WRITTEN TASK:
Tally the lines in the records below that contain the string "parked", treating uppercase and lowercase as different. Give only the number.

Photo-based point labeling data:
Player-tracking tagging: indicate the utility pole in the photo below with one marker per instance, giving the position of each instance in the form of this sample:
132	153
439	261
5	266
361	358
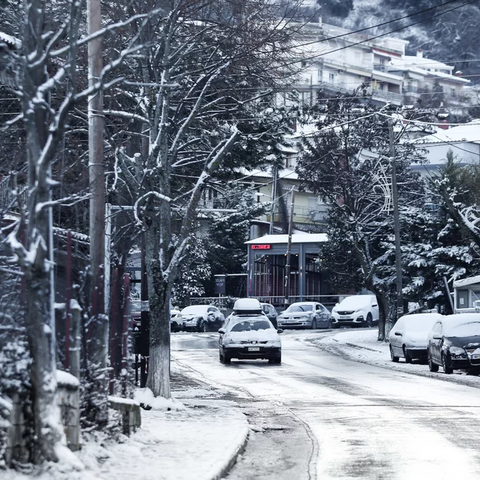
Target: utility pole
98	333
274	196
396	223
289	250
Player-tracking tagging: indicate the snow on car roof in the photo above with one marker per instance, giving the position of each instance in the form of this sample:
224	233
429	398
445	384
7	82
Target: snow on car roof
356	300
247	305
452	321
422	317
195	308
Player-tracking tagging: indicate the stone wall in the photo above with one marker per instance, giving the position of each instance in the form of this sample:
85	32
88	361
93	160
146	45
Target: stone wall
69	403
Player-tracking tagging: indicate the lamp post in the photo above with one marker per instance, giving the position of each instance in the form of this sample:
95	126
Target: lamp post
396	224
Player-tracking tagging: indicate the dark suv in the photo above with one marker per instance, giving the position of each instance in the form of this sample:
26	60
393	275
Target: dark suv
270	312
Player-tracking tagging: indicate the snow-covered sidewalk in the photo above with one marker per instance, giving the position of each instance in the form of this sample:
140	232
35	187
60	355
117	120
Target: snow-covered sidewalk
362	346
199	434
194	436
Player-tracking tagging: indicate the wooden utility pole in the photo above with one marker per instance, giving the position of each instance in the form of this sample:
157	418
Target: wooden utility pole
289	249
396	223
98	334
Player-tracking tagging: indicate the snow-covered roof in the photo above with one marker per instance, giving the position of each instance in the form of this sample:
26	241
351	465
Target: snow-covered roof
9	40
470	132
285	174
464	282
296	238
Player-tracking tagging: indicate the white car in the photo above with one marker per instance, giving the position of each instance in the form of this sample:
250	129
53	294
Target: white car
200	318
305	315
249	336
356	311
409	336
175	326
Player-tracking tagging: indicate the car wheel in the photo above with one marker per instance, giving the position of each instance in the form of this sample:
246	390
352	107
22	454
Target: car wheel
433	367
447	367
276	361
392	356
407	355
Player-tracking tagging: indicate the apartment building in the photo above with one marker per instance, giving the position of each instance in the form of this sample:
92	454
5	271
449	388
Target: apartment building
337	60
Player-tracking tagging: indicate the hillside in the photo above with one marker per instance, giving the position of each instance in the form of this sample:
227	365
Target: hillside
445	30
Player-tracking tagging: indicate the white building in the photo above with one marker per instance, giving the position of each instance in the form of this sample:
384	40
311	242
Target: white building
338	60
462	140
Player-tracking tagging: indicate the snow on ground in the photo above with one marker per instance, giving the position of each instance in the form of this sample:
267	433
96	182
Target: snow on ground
197	434
362	345
195	437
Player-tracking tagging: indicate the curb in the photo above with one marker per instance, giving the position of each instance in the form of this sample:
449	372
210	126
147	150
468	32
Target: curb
233	459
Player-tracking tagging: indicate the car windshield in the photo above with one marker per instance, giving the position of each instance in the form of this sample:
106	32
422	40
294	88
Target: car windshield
471	329
194	310
136	306
355	301
299	308
251	325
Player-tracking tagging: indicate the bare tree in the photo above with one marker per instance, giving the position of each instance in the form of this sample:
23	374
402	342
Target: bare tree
209	69
48	89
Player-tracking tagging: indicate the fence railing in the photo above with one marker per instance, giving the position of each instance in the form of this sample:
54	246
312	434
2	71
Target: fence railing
278	302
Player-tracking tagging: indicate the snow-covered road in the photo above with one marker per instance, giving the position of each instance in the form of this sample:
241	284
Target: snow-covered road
366	421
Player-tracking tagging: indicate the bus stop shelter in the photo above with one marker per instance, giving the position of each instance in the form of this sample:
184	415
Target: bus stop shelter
267	259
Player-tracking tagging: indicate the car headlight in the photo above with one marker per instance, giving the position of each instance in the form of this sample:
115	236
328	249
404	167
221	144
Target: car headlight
457	352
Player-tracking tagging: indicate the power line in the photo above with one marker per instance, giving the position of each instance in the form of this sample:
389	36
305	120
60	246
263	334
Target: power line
419	12
361	42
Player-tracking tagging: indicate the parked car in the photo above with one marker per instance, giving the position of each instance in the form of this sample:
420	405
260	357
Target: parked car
249	334
201	318
356	311
454	343
305	315
245	307
409	336
270	312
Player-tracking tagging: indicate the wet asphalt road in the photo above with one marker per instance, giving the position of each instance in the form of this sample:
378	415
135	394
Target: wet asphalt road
321	416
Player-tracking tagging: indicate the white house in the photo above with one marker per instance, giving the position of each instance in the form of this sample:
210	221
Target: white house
462	140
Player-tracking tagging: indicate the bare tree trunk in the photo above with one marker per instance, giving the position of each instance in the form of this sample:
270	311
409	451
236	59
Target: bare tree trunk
97	409
33	257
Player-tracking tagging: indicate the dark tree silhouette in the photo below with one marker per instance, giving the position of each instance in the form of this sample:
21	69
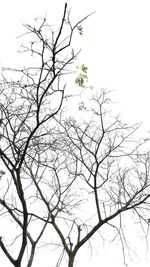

ANSWER BELOW:
2